• _BRIEF_
Return the full listing, so that each line matches the original exactly.

• _SOURCE INFORMATION_
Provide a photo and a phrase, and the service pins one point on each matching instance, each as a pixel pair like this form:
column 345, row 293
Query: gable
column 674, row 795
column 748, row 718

• _RESPONSE TO THE EXERCISE_
Provide a photo and a phrase, and the service pins one point on each matching instance, each as a pixel pair like this form:
column 345, row 293
Query: gable
column 674, row 795
column 748, row 718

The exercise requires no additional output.